Listed entries

☆ ☆ ☆ ☆ ☆

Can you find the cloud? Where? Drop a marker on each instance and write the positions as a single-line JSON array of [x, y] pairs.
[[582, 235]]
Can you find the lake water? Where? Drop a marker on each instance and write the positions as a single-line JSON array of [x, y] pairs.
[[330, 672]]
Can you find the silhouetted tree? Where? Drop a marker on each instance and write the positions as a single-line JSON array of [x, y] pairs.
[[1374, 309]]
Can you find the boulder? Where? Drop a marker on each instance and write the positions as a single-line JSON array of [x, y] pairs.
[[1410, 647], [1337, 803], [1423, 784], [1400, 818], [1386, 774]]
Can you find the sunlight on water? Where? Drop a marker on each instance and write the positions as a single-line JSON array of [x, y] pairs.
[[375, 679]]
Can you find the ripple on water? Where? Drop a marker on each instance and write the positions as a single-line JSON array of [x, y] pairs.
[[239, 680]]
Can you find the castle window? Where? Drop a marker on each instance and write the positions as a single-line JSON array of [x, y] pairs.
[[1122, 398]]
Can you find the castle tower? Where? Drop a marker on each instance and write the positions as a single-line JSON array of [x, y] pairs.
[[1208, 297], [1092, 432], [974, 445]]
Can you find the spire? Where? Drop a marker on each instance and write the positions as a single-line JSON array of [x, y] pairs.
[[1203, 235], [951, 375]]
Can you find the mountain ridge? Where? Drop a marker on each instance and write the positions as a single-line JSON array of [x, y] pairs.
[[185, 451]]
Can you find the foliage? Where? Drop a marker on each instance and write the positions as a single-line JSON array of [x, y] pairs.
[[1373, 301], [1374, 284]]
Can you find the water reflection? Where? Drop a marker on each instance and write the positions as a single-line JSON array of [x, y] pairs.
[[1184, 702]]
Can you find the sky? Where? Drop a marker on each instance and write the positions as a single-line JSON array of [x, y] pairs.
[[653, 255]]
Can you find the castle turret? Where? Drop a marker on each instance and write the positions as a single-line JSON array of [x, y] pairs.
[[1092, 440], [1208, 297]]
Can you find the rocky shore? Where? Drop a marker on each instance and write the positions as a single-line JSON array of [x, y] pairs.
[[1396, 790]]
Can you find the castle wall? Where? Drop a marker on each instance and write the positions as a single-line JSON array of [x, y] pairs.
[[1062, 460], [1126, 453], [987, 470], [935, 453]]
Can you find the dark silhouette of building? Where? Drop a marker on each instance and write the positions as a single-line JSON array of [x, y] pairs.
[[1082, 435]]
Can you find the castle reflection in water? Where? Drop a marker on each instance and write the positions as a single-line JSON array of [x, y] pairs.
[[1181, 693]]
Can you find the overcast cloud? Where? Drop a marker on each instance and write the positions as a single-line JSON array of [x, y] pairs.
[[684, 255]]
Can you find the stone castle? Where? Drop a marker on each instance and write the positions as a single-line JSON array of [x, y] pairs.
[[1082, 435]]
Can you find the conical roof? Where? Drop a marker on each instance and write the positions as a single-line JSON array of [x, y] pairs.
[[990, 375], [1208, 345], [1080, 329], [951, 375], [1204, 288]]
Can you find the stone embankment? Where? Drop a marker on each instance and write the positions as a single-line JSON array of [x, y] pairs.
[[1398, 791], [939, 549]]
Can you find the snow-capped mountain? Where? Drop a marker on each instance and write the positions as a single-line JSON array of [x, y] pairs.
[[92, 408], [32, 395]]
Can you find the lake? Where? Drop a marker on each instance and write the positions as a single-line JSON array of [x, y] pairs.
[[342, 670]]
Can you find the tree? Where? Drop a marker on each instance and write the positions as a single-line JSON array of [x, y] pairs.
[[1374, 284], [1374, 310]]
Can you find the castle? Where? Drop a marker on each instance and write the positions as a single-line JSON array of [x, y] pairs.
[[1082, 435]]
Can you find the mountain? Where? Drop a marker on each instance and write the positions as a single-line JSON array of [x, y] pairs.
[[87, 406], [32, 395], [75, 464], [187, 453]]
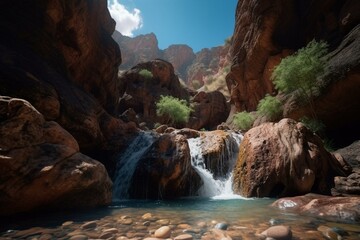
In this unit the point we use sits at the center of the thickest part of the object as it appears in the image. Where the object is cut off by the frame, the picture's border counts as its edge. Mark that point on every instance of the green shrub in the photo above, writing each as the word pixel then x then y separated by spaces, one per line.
pixel 243 120
pixel 300 71
pixel 270 106
pixel 175 109
pixel 145 73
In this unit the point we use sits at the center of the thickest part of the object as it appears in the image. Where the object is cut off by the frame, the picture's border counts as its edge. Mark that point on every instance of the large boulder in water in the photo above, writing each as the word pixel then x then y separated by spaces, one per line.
pixel 284 159
pixel 339 208
pixel 41 167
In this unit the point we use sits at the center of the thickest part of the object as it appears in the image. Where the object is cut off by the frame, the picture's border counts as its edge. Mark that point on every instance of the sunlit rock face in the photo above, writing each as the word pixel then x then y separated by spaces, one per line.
pixel 344 208
pixel 141 93
pixel 266 31
pixel 41 166
pixel 284 159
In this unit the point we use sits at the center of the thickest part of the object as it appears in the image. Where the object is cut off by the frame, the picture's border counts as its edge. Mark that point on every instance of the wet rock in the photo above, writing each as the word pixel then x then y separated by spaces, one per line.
pixel 278 233
pixel 106 235
pixel 341 208
pixel 329 233
pixel 184 237
pixel 282 159
pixel 221 226
pixel 163 232
pixel 89 225
pixel 79 237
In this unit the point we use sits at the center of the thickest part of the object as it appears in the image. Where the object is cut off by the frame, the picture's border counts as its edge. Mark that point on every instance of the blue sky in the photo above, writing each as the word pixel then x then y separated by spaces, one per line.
pixel 197 23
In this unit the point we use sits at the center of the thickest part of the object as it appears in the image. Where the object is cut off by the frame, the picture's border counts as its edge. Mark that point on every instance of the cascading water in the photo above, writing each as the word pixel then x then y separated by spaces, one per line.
pixel 127 163
pixel 216 188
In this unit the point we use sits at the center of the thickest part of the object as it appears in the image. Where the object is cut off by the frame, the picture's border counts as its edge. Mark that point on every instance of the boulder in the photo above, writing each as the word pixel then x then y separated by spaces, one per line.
pixel 284 159
pixel 219 149
pixel 336 208
pixel 41 166
pixel 60 56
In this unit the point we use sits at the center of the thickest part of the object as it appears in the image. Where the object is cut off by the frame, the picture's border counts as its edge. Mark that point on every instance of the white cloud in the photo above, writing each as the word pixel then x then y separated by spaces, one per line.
pixel 126 21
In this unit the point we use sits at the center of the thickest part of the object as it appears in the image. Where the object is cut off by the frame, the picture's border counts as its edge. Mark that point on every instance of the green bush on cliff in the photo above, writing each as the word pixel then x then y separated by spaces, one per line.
pixel 298 73
pixel 145 73
pixel 175 109
pixel 243 120
pixel 270 106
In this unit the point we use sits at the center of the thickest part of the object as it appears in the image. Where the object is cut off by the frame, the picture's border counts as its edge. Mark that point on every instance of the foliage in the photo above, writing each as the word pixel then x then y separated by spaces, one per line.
pixel 243 120
pixel 145 73
pixel 314 125
pixel 270 106
pixel 177 110
pixel 301 70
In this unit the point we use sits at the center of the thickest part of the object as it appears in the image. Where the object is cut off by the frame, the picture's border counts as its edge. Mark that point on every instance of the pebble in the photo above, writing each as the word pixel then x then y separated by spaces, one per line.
pixel 184 237
pixel 184 226
pixel 222 226
pixel 279 232
pixel 89 225
pixel 163 232
pixel 106 235
pixel 163 222
pixel 79 237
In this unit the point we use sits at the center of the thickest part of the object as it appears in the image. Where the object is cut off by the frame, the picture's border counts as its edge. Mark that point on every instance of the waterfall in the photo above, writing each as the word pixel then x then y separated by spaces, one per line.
pixel 127 163
pixel 216 188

☆ ☆ ☆ ☆ ☆

Written instruction
Rewrite the listing above with every "Drop a marker" swapped for "Place a pin", keeping everything else the same. Leave the pictures out of your answer.

Output for this exercise
Can you find the cloud? Where? Place a pin on each instance and write the positions as a single-line JSON array of [x, y] pairs.
[[582, 235]]
Can you find the lake water? Where? Place a pin on each instance and write the positions as a single-line JSON array of [x, y] pairs.
[[330, 672]]
Can you find the silhouetted tree? Where? Place a pin on each instance and write the positions as a single-line JSON array of [x, y] pairs.
[[1374, 309]]
Can you find the boulder? Where? Place a pin on each instance and write the positions as a single-line JSON array of [x, y] pairs.
[[1410, 647], [1337, 803], [1423, 784], [1400, 818], [1386, 774]]
Can you find the sunlight on water? Where? Place a pin on each instance and write the positions as a single-line JSON array of [x, y] pairs.
[[375, 679]]
Can you find the ripple on water? Where? Place a pin on each instance and write the positions as a single-line JSON array of [x, y] pairs.
[[239, 680]]
Can you find the castle window? Where? Place a pin on each instance and write the positions as a single-line JSON array of [x, y] pairs.
[[1122, 398]]
Can you find the castle tower? Where? Place a pin on each instance and write the positions as a single-line JSON array of [x, y] pairs.
[[1208, 297], [1092, 432], [974, 445]]
Can you find the spire? Where? Place a pin on each instance and write the positions as a single-line JSON array of [x, y] pairs.
[[1203, 235], [951, 375]]
Can you find the mountain ridge? Where? Place a pin on each instance and write the positions as a single-line JSON array of [x, y] pairs.
[[185, 451]]
Can you find the foliage? Where? Place a pin on each instance and write the positions as a single-line JSON array of [x, y] pairs.
[[1373, 301], [1374, 284]]
Can you find the water reflection? Where? Place a pin on each instance and write the positions as a single-line JSON array of [x, y] pairs.
[[1184, 702]]
Can you find the sky? Where? Place a pin on each instance and write the positions as a single-line JSON array of [x, y] pairs.
[[653, 255]]
Can you find the castle turret? Where? Place a pin on each instance and write the positions as a single-line JSON array of [x, y] pairs.
[[1092, 440], [1208, 297]]
Can you find the rocky shore? Where? Place a pin on each instance and write the positions as a single-line JSON array of [x, y] pairs.
[[1396, 790]]
Can you find the castle wall? Where? Place a pin on each instance and write the positions as a single-line JSON array of [x, y] pairs.
[[1062, 460], [1126, 453], [987, 470], [935, 453]]
Can you find the dark silhouette of building? Where? Place a pin on each instance and write the positions as a single-line JSON array of [x, y] pairs.
[[1082, 435]]
Can you find the castle reflection in water? Where? Place a pin on each instance and write the positions as a single-line JSON array of [x, y] pairs.
[[1181, 693]]
Can you find the overcast cloud? Where? Place a pin on each instance and write the positions as a single-line JSON array of [x, y] pairs.
[[684, 255]]
Can you find the stone castle? Where? Place a pin on each instance and write the positions as a single-line JSON array of [x, y] pairs.
[[1082, 435]]
Can you find the conical roof? Where? Place a pin on each instance and write the positions as a single-line JSON array of [x, y] pairs.
[[990, 375], [1208, 345], [1080, 329], [951, 375], [1204, 288]]
Can you find the stone embankment? Where? Place a pin on each instance and write the positions as a single-line JSON array of [x, y] pairs.
[[1398, 791], [939, 549]]
Can you find the snow-capped mountain? Where? Place a pin on each instance and write the positions as a single-line JSON array of [x, y] pairs.
[[92, 408], [32, 395]]
Can you find the lake? Where? Place a pin on each instance and write the positions as a single-line JSON array of [x, y] pairs.
[[342, 670]]
Can you find the tree? Where? Place a pin on each instance and write the positions as a single-line JSON array of [x, y] pairs.
[[1374, 284], [1374, 310]]
Can you find the castle? Where? Place a pin on each instance and write the positions as a single-line JSON array of [x, y] pairs.
[[1082, 435]]
Can you find the mountain? Where? Place a pin on each instance and write the positions as a single-line JSON array of [x, y] pairs.
[[87, 406], [32, 395], [75, 464], [187, 453]]
In this unit the point we use sits at the center of the thickest part of the object as it appears in the image. Where the object is cut off by the frame, the picture's border counts as its edge. Mark that point on every instance of the green shrub in the photo above, writing each as the word pixel then x then y separated by spaces, one per line.
pixel 243 120
pixel 300 71
pixel 270 106
pixel 175 109
pixel 145 73
In this unit the point we use sits at the center of the thickest part of the object as it appears in the image. Where the object is cut off by the frame, the picture's border counts as its edge. Mark that point on every instance of the large boulder in water in the photo above, writing each as the word pixel then x then y separated by spaces, one per line.
pixel 284 159
pixel 339 208
pixel 41 167
In this unit the point we use sits at the center of the thickest part of the object as it appears in the image. Where the object is cut off by the frame, the picture's border counts as its edge. Mark that point on every instance of the sunlit rock face in the photo above, writing each as the word pixel then x then y separated by spaces, one per line.
pixel 344 208
pixel 141 93
pixel 266 31
pixel 41 166
pixel 284 159
In this unit the point we use sits at the center of the thickest part of the object as it appears in the image. Where the object is cut off by the frame, the picture's border counts as its edge. Mark that point on every instance of the wet rock in the photo above, writing each as the word pixel then x then y separated by spaces, one per line.
pixel 278 233
pixel 106 235
pixel 341 208
pixel 329 233
pixel 184 237
pixel 282 159
pixel 221 226
pixel 163 232
pixel 89 225
pixel 79 237
In this unit the point we use sits at the center of the thickest part of the object as it appears in the image. Where the object is cut off by the frame, the picture's border counts as its edge. Mark that point on every instance of the blue sky in the photo above, writing each as the word pixel then x then y separated by spaces, one per line.
pixel 197 23
In this unit the point we use sits at the center of the thickest part of the object as it appears in the image. Where the object is cut off by the frame, the picture's border counts as its edge. Mark that point on every instance of the cascading water in the photo above, writing each as the word pixel then x then y separated by spaces, one per line.
pixel 127 163
pixel 216 188
In this unit the point we use sits at the center of the thickest part of the object as it appears in the image. Where the object is cut off by the frame, the picture's border counts as its edge. Mark that point on every instance of the boulder in the photo above, writing each as the word pixel then x then y separated by spaces, one per line.
pixel 284 159
pixel 219 149
pixel 336 208
pixel 41 166
pixel 60 56
In this unit the point we use sits at the center of the thickest part of the object as it appears in the image. Where the object is cut off by the frame, the picture's border counts as its edge. Mark that point on every instance of the white cloud in the photo above, writing each as the word pixel then x then y separated by spaces, one per line.
pixel 126 21
In this unit the point we use sits at the center of the thickest part of the object as it appears in the image. Where the object is cut off by the frame, the picture's border counts as its edge. Mark that point on every instance of the green bush on cliff in the photo above, writing each as the word pixel then x then y separated by spaces, one per line.
pixel 298 73
pixel 145 73
pixel 175 109
pixel 243 120
pixel 270 106
In this unit the point we use sits at the center of the thickest part of the object as it appears in the image. Where the object is cut off by the frame, the picture's border counts as its edge. Mark that point on every instance of the foliage in the photo above, writing each as the word pixel then x then y separated by spaces, one per line.
pixel 243 120
pixel 145 73
pixel 314 125
pixel 270 106
pixel 177 110
pixel 301 70
In this unit the point we use sits at the center of the thickest part of the object as it appears in the image. Where the object is cut off by the frame, the picture's border counts as its edge. Mark that point on every instance of the pebble in the photo above, writing each as the word pixel then x then y separated by spaces, one per line.
pixel 184 237
pixel 184 226
pixel 222 226
pixel 279 232
pixel 89 225
pixel 163 232
pixel 106 235
pixel 163 222
pixel 79 237
In this unit the point we use sits at the center of the thickest part of the object as it appears in the image. Where the object is cut off by the frame, the picture's border counts as its edge. Mark that point on every instance of the waterfall in the photo above, writing each as the word pixel then x then y separated by spaces, one per line.
pixel 127 163
pixel 216 188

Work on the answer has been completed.